■ **Your tasks**
**A)** Answer the following questions using the Auschwitz passage.
(i) Troops of which Soviet infantry division cut the barbed wire and swept through the camp?
(ii) How old is Vinnichenko?
(iii) How many prisoners died at Auschwitz?
**B)** Write out verbatim the portion of the Auschwitz passage that starts with "A Ukrainian teenager" and goes on through "and swept through.".

A Ukrainian teenager who had joined the Red Army four years earlier, he was among the first outsiders to glimpse the horror of the death camp in southern Poland, as the troops of the Soviet 322nd infantry division cut the surrounding barbed wire and swept through.
"Some tried to kiss us, but it was uncomfortable, you didn't want to get infected," Vinnichenko recalled, his emotions bouncing between pity and revulsion for the diseased, louse-infested inmates. "They were skin-and-bones, could hardly stand on their feet. ... It's impossible to describe."
Vinnichenko, 79, heads to Poland this week to attend the 60th anniversary of the liberation of Auschwitz. Alongside the dignitaries from dozens of countries and the camp survivors will be a small contingent from the dwindling number of Red Army soldiers who freed the inmates.
Between 1 million and 1.5 million prisoners -- most of them Jews -- died in gas chambers or died of starvation and disease at Auschwitz. In all, some 6 million Jews perished in the Holocaust.

[Point-per-instance localization data]

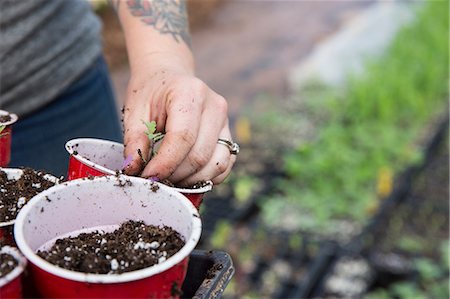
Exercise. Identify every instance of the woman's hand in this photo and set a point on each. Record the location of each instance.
(193, 118)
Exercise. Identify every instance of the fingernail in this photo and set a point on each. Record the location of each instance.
(153, 179)
(127, 161)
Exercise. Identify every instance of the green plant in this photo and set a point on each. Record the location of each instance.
(372, 128)
(151, 133)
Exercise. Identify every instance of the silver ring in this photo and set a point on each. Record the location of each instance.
(232, 146)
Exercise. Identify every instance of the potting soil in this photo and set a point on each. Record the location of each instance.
(133, 246)
(16, 193)
(7, 264)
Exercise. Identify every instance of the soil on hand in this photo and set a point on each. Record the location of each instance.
(5, 118)
(7, 264)
(16, 193)
(133, 246)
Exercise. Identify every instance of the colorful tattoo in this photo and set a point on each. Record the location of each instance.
(166, 16)
(115, 4)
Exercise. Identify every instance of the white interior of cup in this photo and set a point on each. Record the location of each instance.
(104, 155)
(10, 122)
(22, 262)
(16, 173)
(104, 201)
(107, 157)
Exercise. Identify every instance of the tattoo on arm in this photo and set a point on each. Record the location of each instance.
(115, 4)
(166, 16)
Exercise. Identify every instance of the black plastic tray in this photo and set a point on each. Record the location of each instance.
(209, 272)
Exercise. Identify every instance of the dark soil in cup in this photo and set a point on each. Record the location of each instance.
(16, 193)
(5, 118)
(133, 246)
(7, 264)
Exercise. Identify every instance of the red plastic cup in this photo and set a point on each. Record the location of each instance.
(97, 157)
(5, 139)
(104, 203)
(6, 227)
(11, 283)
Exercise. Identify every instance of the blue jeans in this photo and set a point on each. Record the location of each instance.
(87, 108)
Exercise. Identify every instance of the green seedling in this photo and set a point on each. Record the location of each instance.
(151, 133)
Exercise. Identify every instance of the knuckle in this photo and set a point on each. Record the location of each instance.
(199, 85)
(221, 105)
(198, 160)
(187, 137)
(221, 167)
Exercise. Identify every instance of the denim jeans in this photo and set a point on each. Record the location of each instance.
(87, 108)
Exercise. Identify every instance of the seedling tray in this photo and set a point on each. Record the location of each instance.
(209, 272)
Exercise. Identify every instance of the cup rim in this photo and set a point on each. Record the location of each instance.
(106, 278)
(71, 143)
(22, 262)
(13, 118)
(15, 173)
(70, 148)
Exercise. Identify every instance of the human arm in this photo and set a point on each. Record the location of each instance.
(164, 88)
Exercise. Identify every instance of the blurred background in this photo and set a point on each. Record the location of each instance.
(341, 110)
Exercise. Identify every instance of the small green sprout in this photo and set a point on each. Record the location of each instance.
(151, 133)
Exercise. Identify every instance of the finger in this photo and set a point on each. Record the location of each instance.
(220, 178)
(217, 165)
(213, 119)
(135, 141)
(182, 127)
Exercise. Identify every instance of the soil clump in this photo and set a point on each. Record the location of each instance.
(133, 246)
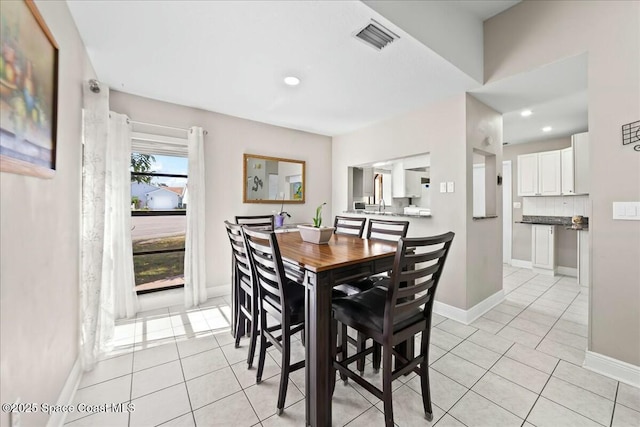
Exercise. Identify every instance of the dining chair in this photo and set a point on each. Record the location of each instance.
(280, 297)
(349, 225)
(245, 290)
(392, 314)
(256, 220)
(377, 229)
(268, 222)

■ **Expected responses**
**A)**
(i) The Soviet 322nd infantry division.
(ii) He is 79.
(iii) Between 1 million and 1.5 million.

**B)**
A Ukrainian teenager who had joined the Red Army four years earlier, he was among the first outsiders to glimpse the horror of the death camp in southern Poland, as the troops of the Soviet 322nd infantry division cut the surrounding barbed wire and swept through.